[START Provided passage]

Brazilian Bankruptcy Law

Governed by Decree-Law No. 7661 of June 21, 1945 (Brazilian Bankruptcy Law), the focus of the Brazilian Bankruptcy Law for almost 60 years has been the permanent liquidation of companies incapable of fulfilling their debt obligations. During the past decade, there has been widespread criticism of the Brazilian Bankruptcy Law. The reforms are aimed at addressing several of the law's fundamental weaknesses that impede bankruptcy reorganizations and hinder economic development in Brazil.

First, the current Brazilian Bankruptcy Law provides limited safeguards for secured creditors. Unlike the layers of protections afforded to holders of secured claims in the United States under the Bankruptcy Code (e.g., §§361, 363(c), 506 and 1109), the Brazilian Bankruptcy Law often prevents secured creditors from enforcing pre-petition guarantees or redeeming collateral. The primary source of this problem is the current priority scheme for claims. Under the Brazilian Bankruptcy Law, secured claims are placed lower in priority than two classes of potentially unlimited claims: labor claims (first priority) and tax claims (second priority). Because labor claims and tax claims are frequently enormous in Brazil, there are generally few assets remaining in a debtor's estate to satisfy secured claims. Consequently, Brazilian lenders have incurred tremendous losses due to loan defaults in bankruptcy. In part to offset such losses, Brazilian banks charge some of the highest lending rates in the world.

Also, the Brazilian Bankruptcy Law creates no meaningful role for unsecured creditors in the reorganization process. The existing law does not permit the appointment of official unsecured creditors' committees, nor does it provide a mechanism for creditor-approved reorganization plans. In addition, the Brazilian Bankruptcy Law contains numerous, archaic procedural mechanisms that complicate and delay the reorganization process. As a result, debtors linger in court-controlled bankruptcy proceedings for many years—some for more than a decade.

Furthermore, the Brazilian Bankruptcy Law fails to protect purchasers of assets in bankruptcy proceedings from successor liability. In other words, the existing law does not contain a provision comparable to §363 under the Bankruptcy Code, which generally authorizes the sale of a debtor's assets "free and clear" of all interests. Rather, investors purchasing assets through bankruptcy proceedings in Brazil are saddled with successor liability for a debtor's labor claims and tax claims. Because the actual amounts of such claims are not generally known or capable of accurate estimation at the time of a sale, investors avoid purchasing assets from debtors. Consequently, the existing bankruptcy laws preclude the development of an efficient market in Brazil for the sale of assets in bankruptcy.

[END Provided passage]
[START Material]

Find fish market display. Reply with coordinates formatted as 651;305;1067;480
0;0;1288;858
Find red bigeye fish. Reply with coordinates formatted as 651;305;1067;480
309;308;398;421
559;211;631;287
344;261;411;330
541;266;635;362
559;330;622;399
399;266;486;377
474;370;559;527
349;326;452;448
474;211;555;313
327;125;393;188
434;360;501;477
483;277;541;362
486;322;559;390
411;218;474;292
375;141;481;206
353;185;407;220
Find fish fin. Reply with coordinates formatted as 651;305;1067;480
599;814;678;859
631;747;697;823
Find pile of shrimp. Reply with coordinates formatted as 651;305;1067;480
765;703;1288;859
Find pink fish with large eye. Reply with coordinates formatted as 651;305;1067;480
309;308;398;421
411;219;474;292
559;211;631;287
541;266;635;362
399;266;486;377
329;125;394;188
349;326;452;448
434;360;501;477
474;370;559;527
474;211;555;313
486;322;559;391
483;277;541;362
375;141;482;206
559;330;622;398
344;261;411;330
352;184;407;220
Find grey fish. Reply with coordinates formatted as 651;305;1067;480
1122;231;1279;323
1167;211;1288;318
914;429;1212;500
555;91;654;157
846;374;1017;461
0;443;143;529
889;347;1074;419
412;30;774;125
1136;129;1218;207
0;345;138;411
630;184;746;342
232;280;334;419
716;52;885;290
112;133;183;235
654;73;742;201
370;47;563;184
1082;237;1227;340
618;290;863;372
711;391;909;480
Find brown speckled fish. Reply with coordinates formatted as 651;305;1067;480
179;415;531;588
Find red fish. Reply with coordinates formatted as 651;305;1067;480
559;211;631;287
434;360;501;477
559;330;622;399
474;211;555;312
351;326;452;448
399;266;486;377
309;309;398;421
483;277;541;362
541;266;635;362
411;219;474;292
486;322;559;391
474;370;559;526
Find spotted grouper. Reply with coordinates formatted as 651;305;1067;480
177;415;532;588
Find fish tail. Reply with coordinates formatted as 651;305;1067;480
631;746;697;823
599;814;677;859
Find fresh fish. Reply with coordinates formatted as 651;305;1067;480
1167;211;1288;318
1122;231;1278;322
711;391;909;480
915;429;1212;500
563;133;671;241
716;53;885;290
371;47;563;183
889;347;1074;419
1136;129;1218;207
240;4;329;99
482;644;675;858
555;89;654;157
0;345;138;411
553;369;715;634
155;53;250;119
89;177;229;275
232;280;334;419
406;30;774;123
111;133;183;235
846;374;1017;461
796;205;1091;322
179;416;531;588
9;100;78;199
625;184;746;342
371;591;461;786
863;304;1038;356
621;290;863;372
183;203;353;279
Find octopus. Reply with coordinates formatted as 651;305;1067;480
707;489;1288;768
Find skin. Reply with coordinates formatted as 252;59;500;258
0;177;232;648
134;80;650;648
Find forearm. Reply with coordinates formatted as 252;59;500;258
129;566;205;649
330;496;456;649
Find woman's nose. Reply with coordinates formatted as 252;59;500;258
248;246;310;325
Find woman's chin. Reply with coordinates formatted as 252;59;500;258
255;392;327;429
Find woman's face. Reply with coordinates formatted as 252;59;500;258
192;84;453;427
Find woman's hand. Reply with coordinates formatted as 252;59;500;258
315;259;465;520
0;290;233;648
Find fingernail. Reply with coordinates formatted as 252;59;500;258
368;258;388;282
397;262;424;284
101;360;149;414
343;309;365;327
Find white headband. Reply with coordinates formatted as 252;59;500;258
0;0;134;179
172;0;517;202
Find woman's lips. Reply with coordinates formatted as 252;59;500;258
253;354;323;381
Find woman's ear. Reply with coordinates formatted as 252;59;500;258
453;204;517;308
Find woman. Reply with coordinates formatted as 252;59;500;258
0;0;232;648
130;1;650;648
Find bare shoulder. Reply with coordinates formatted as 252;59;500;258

[END Material]

* [Required tasks]
**A)** Answer these questions from the passage on Brazilian bankruptcy law:
(i) Which decree-law governs Brazilian bankruptcy?
(ii) Which two classes of claims rank above secured claims, and what priority does each hold?
(iii) Which section of the U.S. Bankruptcy Code does the passage name as generally authorizing the sale of a debtor's assets "free and clear" of all interests?
**B)** Reproduce everything in the passage on Brazilian bankruptcy law from "Also, the Brazilian" down to "than a decade.".
**C)** Pick up the passage on Brazilian bankruptcy law after its last sentence and keep writing.

* [Task-by-task answers]
**A)**
(i) Decree-Law No. 7661 of June 21, 1945.
(ii) Labor claims hold first priority, and tax claims hold second priority.
(iii) §363.

**B)**
Also, the Brazilian Bankruptcy Law creates no meaningful role for unsecured creditors in the reorganization process. The existing law does not permit the appointment of official unsecured creditors' committees, nor does it provide a mechanism for creditor-approved reorganization plans. In addition, the Brazilian Bankruptcy Law contains numerous, archaic procedural mechanisms that complicate and delay the reorganization process. As a result, debtors linger in court-controlled bankruptcy proceedings for many years—some for more than a decade.

**C)**
Current Insolvency Proceedings

The Brazilian Bankruptcy Law authorizes several types of court-supervised bankruptcy proceedings. Two of the most common include (1) a bankruptcy liquidation (falência), which is analogous to a chapter 7 liquidation under the Bankruptcy Code, and (2) a debt rehabilitation (preventive concordata), which is similar to a chapter 11 reorganization. Both of these legal proceedings fall under the jurisdiction of the civil court located in the state where a company operates its principal place of business. In practice, the vast majority of insolvency proceedings under the Brazilian Bankruptcy Law have been bankruptcy liquidations.

Bankrupt—Legal Definition

In Brazil, a company is legally bankrupt when, without a justifiable reason, it fails to pay a liquidated debt when due as evidenced by an instrument that entitles a creditor to institute a legal action against a company to enforce payment. Also, a company is legally bankrupt merely by engaging in certain actions proscribed by Article 2 of the Brazilian Bankruptcy Law, such as liquidating the company hastily or contacting creditors to request cancellation of, or extension of the time to pay, an outstanding debt.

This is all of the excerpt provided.